Registros de una colección ▸
■ ■ ■

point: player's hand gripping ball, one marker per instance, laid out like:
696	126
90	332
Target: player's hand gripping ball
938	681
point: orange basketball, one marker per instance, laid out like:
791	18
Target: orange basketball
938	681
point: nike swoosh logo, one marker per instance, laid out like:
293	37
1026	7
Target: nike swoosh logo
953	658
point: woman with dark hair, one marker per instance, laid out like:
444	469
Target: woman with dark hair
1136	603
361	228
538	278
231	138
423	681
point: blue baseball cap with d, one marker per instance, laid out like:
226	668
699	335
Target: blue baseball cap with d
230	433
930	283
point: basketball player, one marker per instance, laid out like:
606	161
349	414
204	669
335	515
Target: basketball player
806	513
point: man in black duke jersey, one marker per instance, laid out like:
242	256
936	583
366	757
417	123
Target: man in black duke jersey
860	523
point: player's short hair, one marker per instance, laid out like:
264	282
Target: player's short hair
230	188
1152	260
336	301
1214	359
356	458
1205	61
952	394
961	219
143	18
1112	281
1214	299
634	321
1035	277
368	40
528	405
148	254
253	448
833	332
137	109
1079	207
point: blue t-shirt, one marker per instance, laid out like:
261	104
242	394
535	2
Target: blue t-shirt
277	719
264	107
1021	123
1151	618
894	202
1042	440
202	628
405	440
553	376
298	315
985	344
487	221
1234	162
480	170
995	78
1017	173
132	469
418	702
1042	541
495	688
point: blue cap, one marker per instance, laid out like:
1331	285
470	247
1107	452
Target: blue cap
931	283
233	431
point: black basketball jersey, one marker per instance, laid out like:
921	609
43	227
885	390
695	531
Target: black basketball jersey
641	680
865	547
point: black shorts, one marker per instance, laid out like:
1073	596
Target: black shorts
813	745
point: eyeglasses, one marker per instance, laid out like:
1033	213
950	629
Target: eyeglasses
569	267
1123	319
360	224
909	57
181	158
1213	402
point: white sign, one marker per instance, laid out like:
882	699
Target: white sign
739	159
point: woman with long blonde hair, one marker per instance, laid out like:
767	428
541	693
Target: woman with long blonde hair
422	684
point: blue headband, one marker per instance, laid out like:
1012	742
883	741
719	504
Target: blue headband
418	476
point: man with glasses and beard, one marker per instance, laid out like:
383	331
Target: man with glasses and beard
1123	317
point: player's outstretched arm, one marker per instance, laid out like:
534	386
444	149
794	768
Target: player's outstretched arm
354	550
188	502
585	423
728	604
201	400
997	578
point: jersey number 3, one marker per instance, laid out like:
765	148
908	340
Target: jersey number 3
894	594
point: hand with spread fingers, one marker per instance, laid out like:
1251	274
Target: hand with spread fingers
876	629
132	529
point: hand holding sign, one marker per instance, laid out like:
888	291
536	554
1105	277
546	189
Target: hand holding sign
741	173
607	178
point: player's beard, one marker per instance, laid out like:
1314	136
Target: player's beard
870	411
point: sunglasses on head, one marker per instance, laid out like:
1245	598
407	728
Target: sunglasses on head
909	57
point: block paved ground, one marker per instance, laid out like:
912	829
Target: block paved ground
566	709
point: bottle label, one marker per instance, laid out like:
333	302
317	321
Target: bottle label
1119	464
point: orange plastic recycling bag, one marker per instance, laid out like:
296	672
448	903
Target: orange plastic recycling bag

■ ■ ■

Vuelva a escribir todos los ítems anteriores cambiando "one marker per instance" por "one marker per object" y sin modificar nada más.

Solución del problema ▸
point: player's hand gripping ball, one marker per object, laid out like:
696	126
90	332
Target: player's hand gripping ball
938	681
point: orange basketball, one marker per object, laid out like:
791	18
Target: orange basketball
938	681
point: nike swoosh logo, one marker per object, laid out like:
293	37
1026	7
Target: nike swoosh logo
953	658
point: woman with dark hair, one marker per object, laid out like:
444	469
Target: woman with dark hair
1136	603
361	228
538	278
231	138
423	681
point: blue baseball cap with d, one marker per object, laid out like:
226	668
699	335
Target: blue baseball cap with d
230	433
930	283
point: basketball player, one marker per object, laid out like:
606	161
349	414
204	669
335	515
Target: basketball player
806	513
point: man in black duke jersey, one marker per object, laid out like:
242	256
936	583
366	757
417	123
Target: man in black duke jersey
860	523
point: player's short hair, one marker per object, laid out like:
264	282
Target: player's short hair
230	188
1152	260
336	301
1214	359
356	458
1205	61
952	394
961	219
143	18
1112	281
1214	299
634	321
1035	277
368	40
528	405
148	254
253	448
833	332
137	109
1079	207
point: blue t-shirt, one marker per object, laid out like:
261	104
242	394
535	2
Target: blue t-shirt
277	719
264	107
1021	123
1151	618
894	202
1042	440
202	628
405	440
553	376
298	315
985	344
487	221
1234	162
480	170
995	78
1017	173
132	469
418	702
1042	541
495	688
point: blue cap, one marker per object, laid out like:
1331	285
470	247
1107	452
Target: blue cap
931	283
233	431
point: black basketball jersey, one marker per object, laid out like:
921	609
43	227
885	390
695	531
Target: black basketball jersey
641	680
865	547
point: black shorts, one marker per object, laid out like:
1073	596
Target: black shorts
813	745
point: eyeglasses, one marker per object, laid out like:
1033	213
950	629
Target: eyeglasses
569	267
1123	319
360	224
909	57
181	158
1213	402
point: white sign, one marker per object, laid out like:
882	699
Target: white sign
739	159
point: woman with long blonde hair, one marker per object, laid out like:
767	428
541	693
Target: woman with long blonde hair
422	684
point: blue headband, one marker per object, laid out like:
1012	742
883	741
719	504
Target: blue headband
418	476
point: man with glasses and beard, one marker per object, laid out like:
383	331
Target: man with glasses and beard
1123	317
point: player's outstretched arm, one marker per object, laid out like:
534	386
444	149
794	768
Target: player's outstretched arm
354	550
188	502
585	423
728	604
201	400
997	578
point: jersey number 3, one marker per object, laid out like:
765	148
908	340
Target: jersey number 3
894	594
point: hand with spread fingers, one marker per object, laid out like:
1251	274
Target: hand with spread fingers
876	629
132	529
point: hand holding sign, one marker per object, laid out like:
888	291
536	554
1105	277
546	189
Target: hand holding sign
741	173
607	178
point: player's beard, one marker per object, laid out like:
1314	136
Target: player's beard
870	411
point: sunglasses on head, one marker per object, laid out like:
1245	598
407	728
Target: sunglasses on head
909	57
point: block paved ground, one marker per object, laid out like:
912	829
Target: block paved ground
566	709
point: bottle label, one marker per object, laid out like:
333	302
317	321
Target: bottle label
1119	464
point: orange plastic recycling bag, one marker per object, laid out like:
296	672
448	903
Target: orange plastic recycling bag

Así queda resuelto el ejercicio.